_The task_: Return verbatim the line containing "Where can the rainfall" together with all lines that follow it, through the end of the records.

Data extract: Begin

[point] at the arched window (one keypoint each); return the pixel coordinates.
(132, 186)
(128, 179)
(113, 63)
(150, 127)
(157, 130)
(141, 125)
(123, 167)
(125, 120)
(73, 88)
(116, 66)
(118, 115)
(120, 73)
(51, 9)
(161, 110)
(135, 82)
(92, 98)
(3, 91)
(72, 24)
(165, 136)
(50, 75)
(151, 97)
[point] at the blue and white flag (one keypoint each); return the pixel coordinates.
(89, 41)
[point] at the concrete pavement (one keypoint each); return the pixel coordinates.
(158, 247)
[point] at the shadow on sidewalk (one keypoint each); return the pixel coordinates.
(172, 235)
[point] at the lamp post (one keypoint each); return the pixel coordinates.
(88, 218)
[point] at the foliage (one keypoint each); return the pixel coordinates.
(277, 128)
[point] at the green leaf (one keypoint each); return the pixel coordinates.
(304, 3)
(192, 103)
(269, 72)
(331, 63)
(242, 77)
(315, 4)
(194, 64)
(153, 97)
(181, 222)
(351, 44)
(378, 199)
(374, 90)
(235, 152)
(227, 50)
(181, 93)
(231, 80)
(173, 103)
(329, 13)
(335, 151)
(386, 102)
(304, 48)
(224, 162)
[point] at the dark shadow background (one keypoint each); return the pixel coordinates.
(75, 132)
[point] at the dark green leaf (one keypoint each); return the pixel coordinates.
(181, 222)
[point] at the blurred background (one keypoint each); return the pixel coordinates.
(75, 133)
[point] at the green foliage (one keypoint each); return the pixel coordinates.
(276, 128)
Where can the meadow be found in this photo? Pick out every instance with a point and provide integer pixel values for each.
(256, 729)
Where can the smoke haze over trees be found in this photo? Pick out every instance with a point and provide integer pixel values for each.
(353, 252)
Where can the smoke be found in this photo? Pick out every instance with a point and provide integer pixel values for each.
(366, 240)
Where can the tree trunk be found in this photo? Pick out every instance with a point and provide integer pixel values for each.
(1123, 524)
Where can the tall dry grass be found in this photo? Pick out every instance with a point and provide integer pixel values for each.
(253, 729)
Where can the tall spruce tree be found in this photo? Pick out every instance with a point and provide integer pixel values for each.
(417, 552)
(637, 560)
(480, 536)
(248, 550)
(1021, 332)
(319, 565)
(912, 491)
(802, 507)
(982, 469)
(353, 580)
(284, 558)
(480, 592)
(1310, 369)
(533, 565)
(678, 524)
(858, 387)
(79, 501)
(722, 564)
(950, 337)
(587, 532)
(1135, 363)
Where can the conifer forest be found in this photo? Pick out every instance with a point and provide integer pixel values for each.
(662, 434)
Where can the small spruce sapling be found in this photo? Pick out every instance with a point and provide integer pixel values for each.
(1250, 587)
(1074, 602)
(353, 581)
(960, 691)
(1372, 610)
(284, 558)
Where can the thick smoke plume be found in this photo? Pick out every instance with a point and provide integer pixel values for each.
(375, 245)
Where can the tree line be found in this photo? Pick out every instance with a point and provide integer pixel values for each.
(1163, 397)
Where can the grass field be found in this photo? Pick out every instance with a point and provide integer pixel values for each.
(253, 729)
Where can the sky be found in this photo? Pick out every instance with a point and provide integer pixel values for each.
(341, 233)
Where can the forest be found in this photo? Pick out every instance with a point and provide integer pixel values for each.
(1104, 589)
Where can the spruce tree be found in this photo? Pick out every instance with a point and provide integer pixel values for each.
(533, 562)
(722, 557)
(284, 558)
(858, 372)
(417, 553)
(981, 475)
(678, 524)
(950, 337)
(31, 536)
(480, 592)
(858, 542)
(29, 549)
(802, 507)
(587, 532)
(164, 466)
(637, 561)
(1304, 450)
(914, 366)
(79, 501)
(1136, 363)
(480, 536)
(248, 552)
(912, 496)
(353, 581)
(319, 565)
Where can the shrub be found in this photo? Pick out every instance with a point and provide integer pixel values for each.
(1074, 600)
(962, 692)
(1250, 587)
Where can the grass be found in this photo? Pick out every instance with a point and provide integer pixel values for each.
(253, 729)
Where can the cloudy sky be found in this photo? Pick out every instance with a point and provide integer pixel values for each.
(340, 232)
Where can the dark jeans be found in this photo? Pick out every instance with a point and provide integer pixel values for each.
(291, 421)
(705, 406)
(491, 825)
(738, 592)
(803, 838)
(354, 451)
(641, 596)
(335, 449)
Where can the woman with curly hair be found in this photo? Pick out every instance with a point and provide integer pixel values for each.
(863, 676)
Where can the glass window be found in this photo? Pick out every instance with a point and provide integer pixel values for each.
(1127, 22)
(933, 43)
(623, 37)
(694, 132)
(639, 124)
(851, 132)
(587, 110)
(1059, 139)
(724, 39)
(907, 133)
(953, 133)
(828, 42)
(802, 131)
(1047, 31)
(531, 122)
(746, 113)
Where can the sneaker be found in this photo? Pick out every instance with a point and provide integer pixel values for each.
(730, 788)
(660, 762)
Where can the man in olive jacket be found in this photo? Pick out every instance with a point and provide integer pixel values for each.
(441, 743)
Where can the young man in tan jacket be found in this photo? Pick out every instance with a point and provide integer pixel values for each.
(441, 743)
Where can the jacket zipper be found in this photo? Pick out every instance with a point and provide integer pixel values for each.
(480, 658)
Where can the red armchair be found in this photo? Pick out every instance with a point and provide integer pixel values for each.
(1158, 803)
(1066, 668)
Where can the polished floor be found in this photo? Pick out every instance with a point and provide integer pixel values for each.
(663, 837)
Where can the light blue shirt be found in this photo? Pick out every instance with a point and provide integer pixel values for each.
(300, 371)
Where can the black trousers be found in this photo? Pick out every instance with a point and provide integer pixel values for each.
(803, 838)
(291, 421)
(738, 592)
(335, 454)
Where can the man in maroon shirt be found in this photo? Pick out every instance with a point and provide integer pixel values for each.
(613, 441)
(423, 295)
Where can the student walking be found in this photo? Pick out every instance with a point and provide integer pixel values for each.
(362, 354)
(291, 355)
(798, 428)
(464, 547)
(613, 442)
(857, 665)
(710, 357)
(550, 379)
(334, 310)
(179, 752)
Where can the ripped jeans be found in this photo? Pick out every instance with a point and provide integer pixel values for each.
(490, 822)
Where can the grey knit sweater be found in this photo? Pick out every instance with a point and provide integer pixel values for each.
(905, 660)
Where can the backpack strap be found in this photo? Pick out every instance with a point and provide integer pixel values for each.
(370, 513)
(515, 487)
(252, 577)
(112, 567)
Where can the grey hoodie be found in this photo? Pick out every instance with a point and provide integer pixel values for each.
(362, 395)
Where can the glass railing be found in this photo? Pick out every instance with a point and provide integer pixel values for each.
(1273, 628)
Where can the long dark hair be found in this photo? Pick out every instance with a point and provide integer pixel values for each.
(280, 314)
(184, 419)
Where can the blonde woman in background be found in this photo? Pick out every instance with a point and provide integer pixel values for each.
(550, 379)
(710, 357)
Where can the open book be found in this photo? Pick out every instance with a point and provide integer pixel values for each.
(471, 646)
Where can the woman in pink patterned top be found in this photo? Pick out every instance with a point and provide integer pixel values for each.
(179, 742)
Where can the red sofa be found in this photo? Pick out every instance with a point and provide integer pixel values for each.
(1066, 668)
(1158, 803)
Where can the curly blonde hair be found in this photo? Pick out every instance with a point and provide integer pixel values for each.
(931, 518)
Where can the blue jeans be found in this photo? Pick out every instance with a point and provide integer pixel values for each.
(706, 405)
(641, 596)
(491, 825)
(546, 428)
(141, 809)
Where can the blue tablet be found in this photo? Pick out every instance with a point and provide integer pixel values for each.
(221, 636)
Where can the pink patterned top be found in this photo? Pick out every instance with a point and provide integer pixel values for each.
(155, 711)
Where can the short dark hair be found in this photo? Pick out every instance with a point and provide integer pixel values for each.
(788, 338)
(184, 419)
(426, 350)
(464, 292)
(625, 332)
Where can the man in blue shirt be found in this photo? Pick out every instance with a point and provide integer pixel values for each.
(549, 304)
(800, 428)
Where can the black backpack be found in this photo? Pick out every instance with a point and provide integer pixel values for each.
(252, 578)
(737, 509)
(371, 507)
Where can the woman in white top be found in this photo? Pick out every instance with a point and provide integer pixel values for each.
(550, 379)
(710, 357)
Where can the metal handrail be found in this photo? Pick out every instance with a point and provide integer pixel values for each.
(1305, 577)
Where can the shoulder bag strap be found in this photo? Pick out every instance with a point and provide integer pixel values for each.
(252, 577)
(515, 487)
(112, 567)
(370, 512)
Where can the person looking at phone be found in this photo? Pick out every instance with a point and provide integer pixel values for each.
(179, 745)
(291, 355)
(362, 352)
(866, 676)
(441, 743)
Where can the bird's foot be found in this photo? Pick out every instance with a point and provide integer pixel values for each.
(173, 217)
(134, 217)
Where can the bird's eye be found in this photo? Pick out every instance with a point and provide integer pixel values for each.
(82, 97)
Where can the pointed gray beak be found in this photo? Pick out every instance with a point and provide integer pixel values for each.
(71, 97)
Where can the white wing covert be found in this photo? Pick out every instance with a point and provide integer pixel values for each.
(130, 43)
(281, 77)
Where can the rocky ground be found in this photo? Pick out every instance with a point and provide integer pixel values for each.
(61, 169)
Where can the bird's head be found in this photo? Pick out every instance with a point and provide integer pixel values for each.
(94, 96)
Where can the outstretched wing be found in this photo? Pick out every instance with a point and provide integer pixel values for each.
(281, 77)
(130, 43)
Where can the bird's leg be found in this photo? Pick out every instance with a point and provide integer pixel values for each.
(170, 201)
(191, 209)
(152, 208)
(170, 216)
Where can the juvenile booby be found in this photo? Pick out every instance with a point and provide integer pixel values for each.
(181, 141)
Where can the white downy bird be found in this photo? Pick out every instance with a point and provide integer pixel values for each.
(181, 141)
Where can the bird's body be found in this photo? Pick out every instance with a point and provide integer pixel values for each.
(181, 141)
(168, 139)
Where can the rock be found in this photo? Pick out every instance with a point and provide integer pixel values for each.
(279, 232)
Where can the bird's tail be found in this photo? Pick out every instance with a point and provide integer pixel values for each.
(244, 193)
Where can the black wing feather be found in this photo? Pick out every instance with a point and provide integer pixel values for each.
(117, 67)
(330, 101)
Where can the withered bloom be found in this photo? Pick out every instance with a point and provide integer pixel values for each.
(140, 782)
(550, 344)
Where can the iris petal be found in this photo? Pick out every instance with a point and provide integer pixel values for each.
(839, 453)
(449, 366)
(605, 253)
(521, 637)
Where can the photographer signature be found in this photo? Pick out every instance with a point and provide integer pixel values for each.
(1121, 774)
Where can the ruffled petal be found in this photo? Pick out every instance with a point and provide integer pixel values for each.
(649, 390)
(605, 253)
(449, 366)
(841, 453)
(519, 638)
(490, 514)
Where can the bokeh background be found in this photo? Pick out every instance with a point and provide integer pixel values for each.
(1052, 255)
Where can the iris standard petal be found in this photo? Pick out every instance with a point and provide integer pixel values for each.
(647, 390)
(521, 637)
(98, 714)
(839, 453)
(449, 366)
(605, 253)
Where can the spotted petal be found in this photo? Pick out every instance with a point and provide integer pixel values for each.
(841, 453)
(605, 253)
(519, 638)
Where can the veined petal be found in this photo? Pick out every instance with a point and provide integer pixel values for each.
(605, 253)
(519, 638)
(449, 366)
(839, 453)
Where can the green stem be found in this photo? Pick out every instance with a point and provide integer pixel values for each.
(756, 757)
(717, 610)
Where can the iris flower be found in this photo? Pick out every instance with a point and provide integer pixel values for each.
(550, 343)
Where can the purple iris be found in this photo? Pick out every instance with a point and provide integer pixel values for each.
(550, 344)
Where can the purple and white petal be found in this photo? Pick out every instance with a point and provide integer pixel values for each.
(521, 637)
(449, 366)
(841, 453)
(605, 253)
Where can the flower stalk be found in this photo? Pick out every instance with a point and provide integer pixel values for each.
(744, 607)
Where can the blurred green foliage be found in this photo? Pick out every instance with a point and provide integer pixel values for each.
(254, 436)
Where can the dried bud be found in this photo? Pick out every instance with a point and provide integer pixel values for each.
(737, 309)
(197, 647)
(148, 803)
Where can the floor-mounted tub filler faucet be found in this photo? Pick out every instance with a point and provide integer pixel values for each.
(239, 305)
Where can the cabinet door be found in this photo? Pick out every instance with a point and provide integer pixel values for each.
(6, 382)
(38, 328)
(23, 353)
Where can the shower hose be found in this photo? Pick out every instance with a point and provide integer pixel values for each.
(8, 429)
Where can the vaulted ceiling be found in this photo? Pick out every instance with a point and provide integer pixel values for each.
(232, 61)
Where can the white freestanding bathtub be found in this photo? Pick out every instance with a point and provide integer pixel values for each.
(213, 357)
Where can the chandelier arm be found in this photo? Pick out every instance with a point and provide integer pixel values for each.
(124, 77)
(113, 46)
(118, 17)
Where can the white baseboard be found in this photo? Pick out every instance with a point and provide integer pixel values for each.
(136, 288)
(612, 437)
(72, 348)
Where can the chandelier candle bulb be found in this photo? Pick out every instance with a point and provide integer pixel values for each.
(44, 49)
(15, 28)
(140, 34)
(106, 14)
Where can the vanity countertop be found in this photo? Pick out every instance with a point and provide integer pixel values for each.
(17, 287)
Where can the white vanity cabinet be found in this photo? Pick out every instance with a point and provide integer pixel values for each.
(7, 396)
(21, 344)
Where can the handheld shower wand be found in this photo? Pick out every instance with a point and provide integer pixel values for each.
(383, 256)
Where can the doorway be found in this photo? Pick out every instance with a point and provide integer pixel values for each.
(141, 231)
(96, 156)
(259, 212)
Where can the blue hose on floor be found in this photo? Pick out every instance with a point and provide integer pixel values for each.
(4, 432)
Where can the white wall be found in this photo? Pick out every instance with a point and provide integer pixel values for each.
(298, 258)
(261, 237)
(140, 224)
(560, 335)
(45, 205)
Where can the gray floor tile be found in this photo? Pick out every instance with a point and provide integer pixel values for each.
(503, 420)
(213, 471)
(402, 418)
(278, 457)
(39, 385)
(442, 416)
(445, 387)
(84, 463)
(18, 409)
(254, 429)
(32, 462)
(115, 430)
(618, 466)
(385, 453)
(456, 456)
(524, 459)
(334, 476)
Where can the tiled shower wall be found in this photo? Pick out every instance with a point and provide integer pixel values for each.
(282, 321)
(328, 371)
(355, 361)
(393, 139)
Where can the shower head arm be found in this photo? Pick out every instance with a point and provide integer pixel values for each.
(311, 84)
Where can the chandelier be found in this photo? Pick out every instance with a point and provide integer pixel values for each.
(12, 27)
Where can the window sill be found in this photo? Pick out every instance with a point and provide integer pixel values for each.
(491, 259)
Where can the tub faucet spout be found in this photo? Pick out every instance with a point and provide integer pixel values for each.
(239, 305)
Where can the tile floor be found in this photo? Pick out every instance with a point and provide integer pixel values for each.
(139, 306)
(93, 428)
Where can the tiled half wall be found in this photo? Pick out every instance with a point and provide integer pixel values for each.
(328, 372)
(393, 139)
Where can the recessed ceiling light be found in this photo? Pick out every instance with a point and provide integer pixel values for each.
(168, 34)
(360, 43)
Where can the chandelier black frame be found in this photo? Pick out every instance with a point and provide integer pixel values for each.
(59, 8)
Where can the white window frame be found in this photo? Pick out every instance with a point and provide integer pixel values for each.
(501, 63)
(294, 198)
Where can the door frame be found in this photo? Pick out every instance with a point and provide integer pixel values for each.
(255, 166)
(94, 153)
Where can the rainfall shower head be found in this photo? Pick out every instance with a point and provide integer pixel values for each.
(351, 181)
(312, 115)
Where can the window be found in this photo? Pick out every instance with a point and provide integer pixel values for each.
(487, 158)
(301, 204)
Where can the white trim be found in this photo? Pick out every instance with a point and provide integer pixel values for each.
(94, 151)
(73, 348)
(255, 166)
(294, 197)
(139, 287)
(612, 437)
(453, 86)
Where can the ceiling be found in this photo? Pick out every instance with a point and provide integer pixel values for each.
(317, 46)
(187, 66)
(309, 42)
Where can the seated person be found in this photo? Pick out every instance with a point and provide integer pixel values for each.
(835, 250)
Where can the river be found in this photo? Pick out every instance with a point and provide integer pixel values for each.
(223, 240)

Data extract: End

_Exercise result_:
Where can the rainfall shower head be found in this photo? Pick out every instance with a point and provide integer pixel values for each.
(351, 181)
(312, 115)
Where can the window be found in this photo? Pick out every instance with a point and provide integer pixel values for each.
(487, 158)
(301, 204)
Where can the white trim be found in this photo? Pick out every instance with a point and provide integer pixel values for each.
(94, 151)
(73, 348)
(255, 166)
(294, 197)
(139, 287)
(612, 437)
(453, 86)
Where can the ceiling be found in this photo? Pick out every instance with a point and provide integer pixel values for each.
(317, 46)
(187, 66)
(309, 42)
Where can the seated person be found in this photo? Pick out every instance with a point and provide integer pixel values for each.
(835, 250)
Where can the river be found in this photo? Pick out every instance with a point and provide integer pixel values for each.
(223, 240)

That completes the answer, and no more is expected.